Check your understanding:
(1) Return the text of the genomic data passage between "In genomics, big" and "is not available.", inclusive, word for word.
(2) Resume the genomic data passage, continuing past its last sentence.

Text passage:
In genomics, big data really is big. Genomic datasets quickly consume terabytes of computer storage with more information than we have the capacity to fully analyze or understand. As a result, scientists will often publish an article about only a small piece or particular aspect of their data, leaving the rest ripe for interpretation by others. In the words, “Information isn’t the bottleneck for discovery, interpretation is.”
Although this precious genomic data is uploaded into public repositories, sadly, few people dare to touch the data because it is too complicated to understand. Data files are often mislabeled, data may be raw or analyzed and analysis from dataset to dataset is highly variable, experimental subtleties are not mentioned, and software code used to filter through data is not available.
The lack of reproducibility has far-reaching consequences.
In a recent Nature news article, Dr. Francis Collins, Director of the National Institutes of Health (NIH), and Lawrence Tabak, Deputy Director of the NIH, mention that there are “a troubling frequency of published reports that claim a significant result, but fail to be reproducible.”

Collected data:

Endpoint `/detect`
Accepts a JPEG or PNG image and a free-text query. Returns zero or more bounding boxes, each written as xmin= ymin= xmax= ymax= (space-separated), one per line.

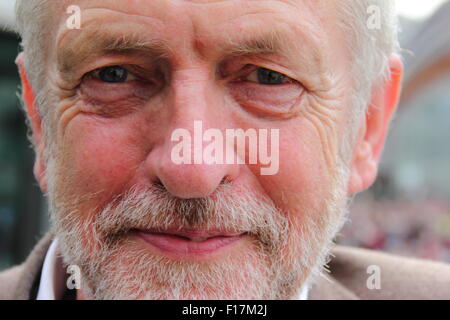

Responses in order:
(1)
In genomics, big data really is big. Genomic datasets quickly consume terabytes of computer storage with more information than we have the capacity to fully analyze or understand. As a result, scientists will often publish an article about only a small piece or particular aspect of their data, leaving the rest ripe for interpretation by others. In the words, “Information isn’t the bottleneck for discovery, interpretation is.”
Although this precious genomic data is uploaded into public repositories, sadly, few people dare to touch the data because it is too complicated to understand. Data files are often mislabeled, data may be raw or analyzed and analysis from dataset to dataset is highly variable, experimental subtleties are not mentioned, and software code used to filter through data is not available.

(2)
Dr. John Greally, Professor at Albert Einstein College of Medicine in New York and Editor of the Genome Analysis and Tools Section of the journal Genomics, gave one example from his work. “It is impossible to truly review genomic research grant proposals,” he said, because there are so many variables in how genomic datasets are acquired, presented and analyzed. While research articles are an essential step forward in advancing science, they seem to fall short in being able to describe data well enough to make it reproducible.
That’s where Genomics Data, one of Elsevier’s new open access journals, comes in. It provides an avenue for researchers to bring their data – along with the details necessary to understand and reuse the data – to the forefront.
The journal’s signature “Data in Brief” articles describe publicly available genomic datasets thoroughly so the data can be easily found, reproduced, reused and reanalyzed. Data in Brief are intended to supplement a research article, describing all of the nitty-gritty details that are essential to understanding the data.
Now, these kinds of accompanying details must be documented in a Specifications table at the top of each Data in Brief. The journal’s Editorial Board also checks that any related software or programming code is submitted alongside the Data in Brief.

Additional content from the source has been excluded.